== Assigned task ==
From top to bottom, write out the listing exactly.

== Supplied material ==
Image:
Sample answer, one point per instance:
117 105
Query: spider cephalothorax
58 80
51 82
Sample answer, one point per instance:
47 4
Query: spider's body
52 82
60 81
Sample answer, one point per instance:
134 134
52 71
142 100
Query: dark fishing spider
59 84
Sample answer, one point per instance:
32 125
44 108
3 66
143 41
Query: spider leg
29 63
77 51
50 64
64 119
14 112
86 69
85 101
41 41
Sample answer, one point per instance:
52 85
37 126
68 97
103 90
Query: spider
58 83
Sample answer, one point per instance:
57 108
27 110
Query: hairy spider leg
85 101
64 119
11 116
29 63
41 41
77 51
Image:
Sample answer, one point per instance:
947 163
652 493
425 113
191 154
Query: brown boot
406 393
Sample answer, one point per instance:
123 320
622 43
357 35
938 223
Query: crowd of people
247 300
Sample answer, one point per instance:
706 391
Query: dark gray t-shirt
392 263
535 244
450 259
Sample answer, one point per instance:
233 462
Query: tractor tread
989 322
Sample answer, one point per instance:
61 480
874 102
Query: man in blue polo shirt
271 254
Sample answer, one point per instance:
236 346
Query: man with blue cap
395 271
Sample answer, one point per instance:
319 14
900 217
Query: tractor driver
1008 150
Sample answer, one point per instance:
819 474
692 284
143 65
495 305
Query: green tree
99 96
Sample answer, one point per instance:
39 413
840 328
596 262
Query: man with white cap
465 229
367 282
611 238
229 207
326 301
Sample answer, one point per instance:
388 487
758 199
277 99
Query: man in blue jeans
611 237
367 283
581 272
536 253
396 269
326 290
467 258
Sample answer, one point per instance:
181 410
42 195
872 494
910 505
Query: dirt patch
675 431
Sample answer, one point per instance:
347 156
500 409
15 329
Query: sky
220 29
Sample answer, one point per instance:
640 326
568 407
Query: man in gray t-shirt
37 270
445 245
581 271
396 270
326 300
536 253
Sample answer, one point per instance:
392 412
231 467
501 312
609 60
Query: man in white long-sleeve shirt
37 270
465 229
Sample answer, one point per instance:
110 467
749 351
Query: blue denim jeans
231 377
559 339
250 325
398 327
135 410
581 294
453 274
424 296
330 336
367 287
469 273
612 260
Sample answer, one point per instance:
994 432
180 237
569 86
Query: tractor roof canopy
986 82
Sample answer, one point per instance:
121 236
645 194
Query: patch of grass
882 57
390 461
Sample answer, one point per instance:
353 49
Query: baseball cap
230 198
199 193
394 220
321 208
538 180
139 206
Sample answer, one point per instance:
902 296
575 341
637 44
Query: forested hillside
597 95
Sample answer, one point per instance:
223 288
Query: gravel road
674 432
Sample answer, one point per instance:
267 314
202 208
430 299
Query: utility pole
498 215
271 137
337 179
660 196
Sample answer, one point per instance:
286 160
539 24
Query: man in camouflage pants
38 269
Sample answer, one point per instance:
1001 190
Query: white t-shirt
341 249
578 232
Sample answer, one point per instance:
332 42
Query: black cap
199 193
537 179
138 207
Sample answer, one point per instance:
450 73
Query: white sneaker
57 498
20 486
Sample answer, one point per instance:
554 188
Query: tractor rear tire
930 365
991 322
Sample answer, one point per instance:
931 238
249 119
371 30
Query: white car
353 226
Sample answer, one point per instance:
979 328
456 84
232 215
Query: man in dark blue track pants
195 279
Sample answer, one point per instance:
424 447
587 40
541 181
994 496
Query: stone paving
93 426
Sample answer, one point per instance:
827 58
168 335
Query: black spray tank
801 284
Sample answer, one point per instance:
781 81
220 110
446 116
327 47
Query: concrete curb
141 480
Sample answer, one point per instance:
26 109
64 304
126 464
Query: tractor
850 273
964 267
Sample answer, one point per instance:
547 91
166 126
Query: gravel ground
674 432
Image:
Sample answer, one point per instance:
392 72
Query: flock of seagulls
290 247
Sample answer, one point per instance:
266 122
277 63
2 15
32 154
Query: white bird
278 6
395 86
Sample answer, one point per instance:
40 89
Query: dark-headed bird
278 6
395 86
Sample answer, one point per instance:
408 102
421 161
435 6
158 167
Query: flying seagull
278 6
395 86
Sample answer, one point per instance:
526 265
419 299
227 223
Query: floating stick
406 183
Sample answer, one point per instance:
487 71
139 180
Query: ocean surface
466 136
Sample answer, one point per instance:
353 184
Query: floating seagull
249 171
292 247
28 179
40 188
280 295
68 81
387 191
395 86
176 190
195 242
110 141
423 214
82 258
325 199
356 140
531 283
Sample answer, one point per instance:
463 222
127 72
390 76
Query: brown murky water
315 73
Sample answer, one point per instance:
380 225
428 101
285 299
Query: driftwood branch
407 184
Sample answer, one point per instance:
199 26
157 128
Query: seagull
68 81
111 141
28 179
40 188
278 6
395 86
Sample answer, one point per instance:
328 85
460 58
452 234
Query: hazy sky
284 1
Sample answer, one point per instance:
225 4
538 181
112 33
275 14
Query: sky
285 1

== The answer ==
Image:
Sample answer, one point per instance:
117 105
Query: spider cephalothorax
58 80
51 82
Sample answer, one point per instance:
47 4
Query: spider's body
52 82
60 81
Sample answer, one point per instance:
134 134
52 71
142 100
Query: dark fishing spider
59 84
Sample answer, one point per instance:
32 125
44 108
3 66
143 41
Query: spider leg
29 63
77 51
50 64
64 119
14 112
86 69
85 101
41 41
Sample answer, one point per instance:
52 85
37 126
68 97
103 90
Query: spider
58 83
Sample answer, one point per instance:
57 108
27 110
Query: hairy spider leg
85 101
64 119
11 116
29 63
41 41
77 51
Image:
Sample answer, one point per instance:
947 163
652 493
425 113
191 154
Query: brown boot
406 393
Sample answer, one point per instance:
123 320
622 43
357 35
938 223
Query: crowd of people
247 300
Sample answer, one point per instance:
706 391
Query: dark gray t-shirt
392 263
535 244
450 259
Sample answer, one point per instance:
233 462
Query: tractor tread
989 322
Sample answer, one point per instance:
61 480
874 102
Query: man in blue polo shirt
271 254
Sample answer, one point per instance:
236 346
Query: man with blue cap
395 271
Sample answer, one point per instance:
319 14
900 217
Query: tractor driver
1008 150
Sample answer, one point per instance:
819 474
692 284
143 65
495 305
Query: green tree
99 96
Sample answer, one point per instance:
39 413
840 328
596 262
Query: man with white cap
465 229
367 282
611 238
229 207
326 301
Sample answer, one point per instance:
388 487
758 199
277 99
Query: man in blue jeans
611 237
367 283
581 272
536 253
396 269
326 290
467 258
Sample answer, one point per instance:
181 410
42 195
872 494
910 505
Query: dirt patch
675 431
Sample answer, one point per instance:
347 156
500 409
15 329
Query: sky
220 29
Sample answer, one point per instance:
640 326
568 407
Query: man in gray t-shirt
37 270
445 245
581 271
396 270
326 300
536 253
Sample answer, one point per instance:
392 412
231 467
501 312
609 60
Query: man in white long-sleeve shirt
37 270
465 229
Sample answer, one point per instance:
110 467
749 351
Query: blue denim jeans
231 377
559 339
250 325
398 327
135 410
581 294
453 274
424 296
330 336
367 287
469 273
612 260
Sample answer, one point per instance:
994 432
180 237
569 86
Query: tractor roof canopy
986 82
Sample answer, one point per instance:
121 236
645 194
Query: patch of grass
882 57
390 461
Sample answer, one point per instance:
353 49
Query: baseball cap
230 198
199 193
394 220
321 208
538 180
139 206
Sample answer, one point per instance:
902 296
575 341
637 44
Query: forested hillside
597 95
Sample answer, one point per instance:
223 288
Query: gravel road
674 432
Sample answer, one point per instance:
267 314
202 208
430 299
Query: utility pole
498 215
271 137
337 179
660 196
Sample answer, one point per instance:
286 160
539 24
Query: man in camouflage pants
38 269
Sample answer, one point per instance:
1001 190
Query: white t-shirt
341 249
578 232
Sample answer, one point per instance:
332 42
Query: black cap
199 193
537 179
138 207
Sample answer, one point per instance:
450 73
Query: white sneaker
57 498
20 486
Sample answer, one point per instance:
554 188
Query: tractor rear tire
930 365
991 322
Sample answer, one point per instance:
931 238
249 119
371 30
Query: white car
353 226
Sample answer, one point per instance:
979 328
456 84
232 215
Query: man in dark blue track pants
195 279
Sample answer, one point per instance:
424 447
587 40
541 181
994 496
Query: stone paving
93 426
Sample answer, one point per instance:
827 58
168 335
Query: black spray tank
801 284
Sample answer, one point per instance:
781 81
220 110
446 116
327 47
Query: concrete curb
141 480
Sample answer, one point per instance:
26 109
64 304
126 464
Query: tractor
850 273
964 267
Sample answer, one point per instance:
547 91
166 126
Query: gravel ground
674 432
Image:
Sample answer, one point per instance:
392 72
Query: flock of seagulls
290 247
Sample answer, one point per instance:
266 122
277 63
2 15
32 154
Query: white bird
278 6
395 86
Sample answer, one point per instance:
40 89
Query: dark-headed bird
278 6
395 86
Sample answer, one point per instance:
408 102
421 161
435 6
158 167
Query: flying seagull
278 6
395 86
Sample answer, one point per instance:
526 265
419 299
227 223
Query: floating stick
406 183
Sample answer, one point per instance:
487 71
139 180
Query: ocean surface
466 136
Sample answer, one point per instance:
353 184
Query: floating seagull
249 171
292 247
28 179
40 188
280 295
68 81
387 191
395 86
176 190
195 242
110 141
423 214
82 258
325 199
356 140
531 283
Sample answer, one point per instance:
463 222
127 72
390 76
Query: brown murky water
315 73
Sample answer, one point per instance:
380 225
428 101
285 299
Query: driftwood branch
407 184
Sample answer, one point per instance:
199 26
157 128
Query: seagull
68 81
111 141
28 179
40 188
278 6
395 86
Sample answer, one point per instance:
328 85
460 58
452 234
Query: hazy sky
284 1
Sample answer, one point per instance:
225 4
538 181
112 33
275 14
Query: sky
285 1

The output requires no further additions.